* [Data shown]

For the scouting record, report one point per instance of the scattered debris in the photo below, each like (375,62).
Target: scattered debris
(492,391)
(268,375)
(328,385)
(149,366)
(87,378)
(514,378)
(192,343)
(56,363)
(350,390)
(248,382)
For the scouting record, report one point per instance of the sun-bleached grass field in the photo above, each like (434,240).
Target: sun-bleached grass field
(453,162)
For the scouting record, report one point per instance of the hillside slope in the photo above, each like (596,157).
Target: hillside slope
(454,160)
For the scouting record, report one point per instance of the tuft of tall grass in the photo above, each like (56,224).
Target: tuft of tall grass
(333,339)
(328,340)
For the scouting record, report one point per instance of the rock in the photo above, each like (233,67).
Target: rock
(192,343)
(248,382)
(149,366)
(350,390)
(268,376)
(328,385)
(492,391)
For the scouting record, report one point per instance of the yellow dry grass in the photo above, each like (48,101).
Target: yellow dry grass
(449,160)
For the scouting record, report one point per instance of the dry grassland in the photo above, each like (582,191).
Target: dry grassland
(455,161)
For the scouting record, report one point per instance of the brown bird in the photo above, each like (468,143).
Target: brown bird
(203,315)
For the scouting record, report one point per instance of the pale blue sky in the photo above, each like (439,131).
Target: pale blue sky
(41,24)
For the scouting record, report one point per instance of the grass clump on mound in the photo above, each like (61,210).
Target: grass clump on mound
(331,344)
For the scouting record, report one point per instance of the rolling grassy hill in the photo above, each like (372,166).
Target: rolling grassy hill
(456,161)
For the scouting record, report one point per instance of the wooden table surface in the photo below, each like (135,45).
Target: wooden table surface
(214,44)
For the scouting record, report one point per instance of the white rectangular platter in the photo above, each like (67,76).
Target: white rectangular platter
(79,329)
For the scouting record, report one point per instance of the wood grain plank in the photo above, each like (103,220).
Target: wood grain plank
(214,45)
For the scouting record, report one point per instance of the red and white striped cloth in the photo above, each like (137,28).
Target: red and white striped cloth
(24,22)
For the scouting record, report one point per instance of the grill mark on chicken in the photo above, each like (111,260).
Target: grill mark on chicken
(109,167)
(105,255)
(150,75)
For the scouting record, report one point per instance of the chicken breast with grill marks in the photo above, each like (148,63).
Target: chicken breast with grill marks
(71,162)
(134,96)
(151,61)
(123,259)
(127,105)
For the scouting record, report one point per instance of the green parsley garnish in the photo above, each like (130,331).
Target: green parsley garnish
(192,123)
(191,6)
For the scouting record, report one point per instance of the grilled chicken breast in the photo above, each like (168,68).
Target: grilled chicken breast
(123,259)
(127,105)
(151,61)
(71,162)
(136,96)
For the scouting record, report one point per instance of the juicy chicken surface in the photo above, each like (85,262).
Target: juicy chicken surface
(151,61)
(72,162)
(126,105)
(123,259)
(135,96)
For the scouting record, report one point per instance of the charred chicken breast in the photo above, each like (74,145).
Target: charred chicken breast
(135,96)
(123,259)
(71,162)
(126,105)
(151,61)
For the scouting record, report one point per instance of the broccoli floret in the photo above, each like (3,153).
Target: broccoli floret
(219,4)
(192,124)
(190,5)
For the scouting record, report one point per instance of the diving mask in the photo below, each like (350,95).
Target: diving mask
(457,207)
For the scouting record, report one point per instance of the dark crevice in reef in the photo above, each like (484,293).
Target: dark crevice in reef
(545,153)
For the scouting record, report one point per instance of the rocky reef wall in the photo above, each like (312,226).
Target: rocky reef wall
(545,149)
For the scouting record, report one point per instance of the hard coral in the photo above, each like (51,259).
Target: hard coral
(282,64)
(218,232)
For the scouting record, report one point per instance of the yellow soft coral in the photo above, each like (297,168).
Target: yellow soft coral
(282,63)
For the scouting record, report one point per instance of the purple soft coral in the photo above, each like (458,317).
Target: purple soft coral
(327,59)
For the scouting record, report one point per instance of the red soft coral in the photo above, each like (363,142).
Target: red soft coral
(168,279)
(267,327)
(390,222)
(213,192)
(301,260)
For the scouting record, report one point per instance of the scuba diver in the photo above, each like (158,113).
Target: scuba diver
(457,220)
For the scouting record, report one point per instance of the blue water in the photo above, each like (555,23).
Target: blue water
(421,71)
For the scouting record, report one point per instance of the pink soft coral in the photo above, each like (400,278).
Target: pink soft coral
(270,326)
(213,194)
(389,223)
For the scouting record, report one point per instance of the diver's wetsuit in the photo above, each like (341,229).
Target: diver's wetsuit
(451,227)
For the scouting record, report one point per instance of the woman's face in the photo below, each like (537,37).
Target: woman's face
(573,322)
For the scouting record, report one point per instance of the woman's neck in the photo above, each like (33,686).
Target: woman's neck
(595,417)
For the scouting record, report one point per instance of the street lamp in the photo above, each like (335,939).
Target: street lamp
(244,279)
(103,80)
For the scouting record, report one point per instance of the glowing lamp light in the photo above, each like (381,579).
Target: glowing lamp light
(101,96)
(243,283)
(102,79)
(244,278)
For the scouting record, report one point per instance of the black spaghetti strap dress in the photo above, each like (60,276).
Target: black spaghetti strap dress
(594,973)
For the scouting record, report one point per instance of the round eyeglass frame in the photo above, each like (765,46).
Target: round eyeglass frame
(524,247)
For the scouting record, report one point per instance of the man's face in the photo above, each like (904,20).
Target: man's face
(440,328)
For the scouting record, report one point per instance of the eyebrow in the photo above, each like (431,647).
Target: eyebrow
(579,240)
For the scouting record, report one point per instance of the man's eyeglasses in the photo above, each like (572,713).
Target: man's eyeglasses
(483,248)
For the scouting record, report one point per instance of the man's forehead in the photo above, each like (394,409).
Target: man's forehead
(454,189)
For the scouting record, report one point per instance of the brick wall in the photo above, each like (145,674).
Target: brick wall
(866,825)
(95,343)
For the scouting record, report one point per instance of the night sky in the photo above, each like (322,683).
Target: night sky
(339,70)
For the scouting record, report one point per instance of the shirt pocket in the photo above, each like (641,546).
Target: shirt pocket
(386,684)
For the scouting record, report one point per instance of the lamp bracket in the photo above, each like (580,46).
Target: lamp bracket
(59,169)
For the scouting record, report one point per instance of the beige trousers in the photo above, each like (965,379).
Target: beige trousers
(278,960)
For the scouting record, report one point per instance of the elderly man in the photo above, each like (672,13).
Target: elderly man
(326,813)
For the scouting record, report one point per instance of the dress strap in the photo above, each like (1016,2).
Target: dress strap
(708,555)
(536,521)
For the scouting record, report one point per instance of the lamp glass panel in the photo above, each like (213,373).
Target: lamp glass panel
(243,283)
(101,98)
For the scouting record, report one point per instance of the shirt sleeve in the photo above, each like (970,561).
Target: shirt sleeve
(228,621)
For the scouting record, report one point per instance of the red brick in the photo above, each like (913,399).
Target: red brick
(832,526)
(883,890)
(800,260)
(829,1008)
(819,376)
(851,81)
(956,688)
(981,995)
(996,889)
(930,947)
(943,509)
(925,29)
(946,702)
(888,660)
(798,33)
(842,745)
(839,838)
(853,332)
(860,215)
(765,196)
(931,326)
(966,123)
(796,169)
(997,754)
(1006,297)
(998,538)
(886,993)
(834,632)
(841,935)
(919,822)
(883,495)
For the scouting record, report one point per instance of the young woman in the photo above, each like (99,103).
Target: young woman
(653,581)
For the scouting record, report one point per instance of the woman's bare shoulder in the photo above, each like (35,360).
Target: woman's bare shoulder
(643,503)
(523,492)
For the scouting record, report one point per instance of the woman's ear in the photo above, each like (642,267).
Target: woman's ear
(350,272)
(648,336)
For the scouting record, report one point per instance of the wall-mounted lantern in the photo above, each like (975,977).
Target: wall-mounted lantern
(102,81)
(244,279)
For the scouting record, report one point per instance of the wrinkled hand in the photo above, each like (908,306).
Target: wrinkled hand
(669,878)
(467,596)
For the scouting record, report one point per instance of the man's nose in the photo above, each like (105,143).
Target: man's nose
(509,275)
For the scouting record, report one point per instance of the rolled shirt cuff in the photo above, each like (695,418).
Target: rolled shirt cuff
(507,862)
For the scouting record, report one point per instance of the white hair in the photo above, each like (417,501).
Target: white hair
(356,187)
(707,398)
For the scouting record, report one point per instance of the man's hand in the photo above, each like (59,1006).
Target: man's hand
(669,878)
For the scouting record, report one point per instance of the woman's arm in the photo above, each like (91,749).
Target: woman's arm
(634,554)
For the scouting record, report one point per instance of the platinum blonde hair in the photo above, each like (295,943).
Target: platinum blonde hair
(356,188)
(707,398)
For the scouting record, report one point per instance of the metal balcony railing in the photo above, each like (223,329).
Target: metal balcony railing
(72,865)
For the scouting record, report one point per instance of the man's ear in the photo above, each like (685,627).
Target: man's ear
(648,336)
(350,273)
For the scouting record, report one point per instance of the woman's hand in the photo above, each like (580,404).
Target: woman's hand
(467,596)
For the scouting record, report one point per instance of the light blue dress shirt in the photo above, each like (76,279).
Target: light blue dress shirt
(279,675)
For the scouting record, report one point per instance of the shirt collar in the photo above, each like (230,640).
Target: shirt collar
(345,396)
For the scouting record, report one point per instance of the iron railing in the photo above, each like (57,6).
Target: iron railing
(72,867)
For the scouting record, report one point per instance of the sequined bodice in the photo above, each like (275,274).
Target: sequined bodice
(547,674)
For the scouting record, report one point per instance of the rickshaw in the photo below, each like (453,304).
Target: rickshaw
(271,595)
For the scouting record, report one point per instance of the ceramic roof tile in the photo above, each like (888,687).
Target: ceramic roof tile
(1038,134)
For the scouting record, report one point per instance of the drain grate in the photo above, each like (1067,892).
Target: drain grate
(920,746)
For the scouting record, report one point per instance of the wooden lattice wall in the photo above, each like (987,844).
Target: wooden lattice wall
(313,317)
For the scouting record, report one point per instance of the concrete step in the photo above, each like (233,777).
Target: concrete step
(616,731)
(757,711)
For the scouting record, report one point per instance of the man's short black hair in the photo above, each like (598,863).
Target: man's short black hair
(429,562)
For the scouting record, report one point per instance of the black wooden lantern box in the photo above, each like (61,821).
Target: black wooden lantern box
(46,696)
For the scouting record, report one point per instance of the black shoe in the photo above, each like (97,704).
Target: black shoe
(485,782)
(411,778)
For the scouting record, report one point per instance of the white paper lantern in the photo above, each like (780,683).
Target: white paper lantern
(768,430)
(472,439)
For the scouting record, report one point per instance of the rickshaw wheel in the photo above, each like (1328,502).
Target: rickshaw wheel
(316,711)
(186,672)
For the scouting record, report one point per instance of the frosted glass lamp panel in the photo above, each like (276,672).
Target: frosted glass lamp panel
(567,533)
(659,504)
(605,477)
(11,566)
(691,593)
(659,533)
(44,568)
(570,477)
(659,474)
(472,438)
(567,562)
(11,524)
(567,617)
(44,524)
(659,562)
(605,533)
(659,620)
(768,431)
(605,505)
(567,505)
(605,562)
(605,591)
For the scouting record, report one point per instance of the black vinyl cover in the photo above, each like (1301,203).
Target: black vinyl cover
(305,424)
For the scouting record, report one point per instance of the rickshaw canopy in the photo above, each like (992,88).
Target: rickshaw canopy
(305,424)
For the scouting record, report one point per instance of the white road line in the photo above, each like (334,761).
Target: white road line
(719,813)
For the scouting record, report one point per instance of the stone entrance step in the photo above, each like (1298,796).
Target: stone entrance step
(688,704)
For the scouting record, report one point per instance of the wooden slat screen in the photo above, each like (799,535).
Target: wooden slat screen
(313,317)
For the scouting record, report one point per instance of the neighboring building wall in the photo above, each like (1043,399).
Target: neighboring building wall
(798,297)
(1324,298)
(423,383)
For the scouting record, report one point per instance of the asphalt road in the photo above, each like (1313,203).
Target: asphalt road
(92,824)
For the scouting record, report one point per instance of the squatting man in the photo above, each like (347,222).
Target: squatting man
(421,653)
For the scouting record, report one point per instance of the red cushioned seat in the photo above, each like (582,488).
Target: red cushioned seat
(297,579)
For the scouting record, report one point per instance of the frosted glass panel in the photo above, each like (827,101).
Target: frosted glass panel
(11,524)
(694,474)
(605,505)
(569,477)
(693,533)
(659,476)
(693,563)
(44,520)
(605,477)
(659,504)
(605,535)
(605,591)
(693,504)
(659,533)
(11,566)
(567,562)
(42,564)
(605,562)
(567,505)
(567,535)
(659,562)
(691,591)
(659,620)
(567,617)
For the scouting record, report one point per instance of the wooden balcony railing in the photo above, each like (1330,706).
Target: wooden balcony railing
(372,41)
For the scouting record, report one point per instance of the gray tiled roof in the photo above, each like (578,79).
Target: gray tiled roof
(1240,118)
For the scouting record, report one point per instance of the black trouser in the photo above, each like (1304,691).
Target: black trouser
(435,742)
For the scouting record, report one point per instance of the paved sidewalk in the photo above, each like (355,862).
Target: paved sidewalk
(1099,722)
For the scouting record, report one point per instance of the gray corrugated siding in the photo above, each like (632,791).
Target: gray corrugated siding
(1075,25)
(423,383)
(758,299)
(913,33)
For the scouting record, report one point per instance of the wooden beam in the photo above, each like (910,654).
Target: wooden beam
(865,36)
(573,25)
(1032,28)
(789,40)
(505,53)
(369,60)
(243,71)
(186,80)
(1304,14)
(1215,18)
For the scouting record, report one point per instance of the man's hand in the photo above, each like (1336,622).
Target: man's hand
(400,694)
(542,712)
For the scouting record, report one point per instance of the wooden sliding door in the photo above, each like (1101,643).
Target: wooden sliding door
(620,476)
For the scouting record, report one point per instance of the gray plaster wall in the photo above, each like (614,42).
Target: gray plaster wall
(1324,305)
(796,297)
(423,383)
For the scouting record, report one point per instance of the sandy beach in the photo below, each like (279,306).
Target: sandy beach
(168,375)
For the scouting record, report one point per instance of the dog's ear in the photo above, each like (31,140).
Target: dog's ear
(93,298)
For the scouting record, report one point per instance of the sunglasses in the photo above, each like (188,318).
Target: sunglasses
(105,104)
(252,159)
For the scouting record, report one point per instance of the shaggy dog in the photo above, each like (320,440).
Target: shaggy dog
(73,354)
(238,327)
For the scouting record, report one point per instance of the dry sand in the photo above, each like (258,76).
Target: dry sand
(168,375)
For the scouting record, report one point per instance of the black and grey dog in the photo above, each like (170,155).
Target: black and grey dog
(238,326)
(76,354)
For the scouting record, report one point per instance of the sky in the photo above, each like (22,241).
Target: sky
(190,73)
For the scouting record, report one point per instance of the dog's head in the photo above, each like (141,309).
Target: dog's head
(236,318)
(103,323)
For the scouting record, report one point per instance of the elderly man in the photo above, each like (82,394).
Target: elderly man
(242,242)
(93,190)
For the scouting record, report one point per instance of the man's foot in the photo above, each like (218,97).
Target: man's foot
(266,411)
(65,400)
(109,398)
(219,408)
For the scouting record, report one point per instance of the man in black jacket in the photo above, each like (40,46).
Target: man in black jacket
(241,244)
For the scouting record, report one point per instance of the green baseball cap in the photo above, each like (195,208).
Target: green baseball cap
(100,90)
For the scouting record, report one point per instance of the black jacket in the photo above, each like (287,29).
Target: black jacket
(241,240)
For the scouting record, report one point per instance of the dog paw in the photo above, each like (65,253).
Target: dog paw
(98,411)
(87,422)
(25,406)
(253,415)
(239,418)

* [Set problem]
Reproduce the material word for word, beginning with the line that contains "each like (141,309)." and continuing through the last line of the material.

* [Exercise solution]
For the scouting record, report one point per instance of the dog's head in the photo above, each like (141,309).
Target: dog's head
(236,318)
(103,323)
For the scouting record, report one point per instance of the elderly man in the photo above, each like (82,394).
Target: elderly man
(242,242)
(93,190)
For the scouting record, report one point per instance of the man's foot in the photo above, each like (218,97).
Target: man's foot
(266,411)
(65,400)
(109,398)
(219,408)
For the scouting record, report one point per instance of the man in black jacket in the photo above, each like (40,46).
Target: man in black jacket
(241,244)
For the scouting record, report one point per instance of the green baseball cap in the photo above, each like (195,208).
Target: green baseball cap
(100,90)
For the scouting record, report one point per instance of the black jacket in the photo above, each like (287,29).
Target: black jacket
(241,240)
For the scouting record, report one point per instance of the dog paw in the photo above, each like (65,253).
Target: dog paw
(98,411)
(87,422)
(25,406)
(253,415)
(239,418)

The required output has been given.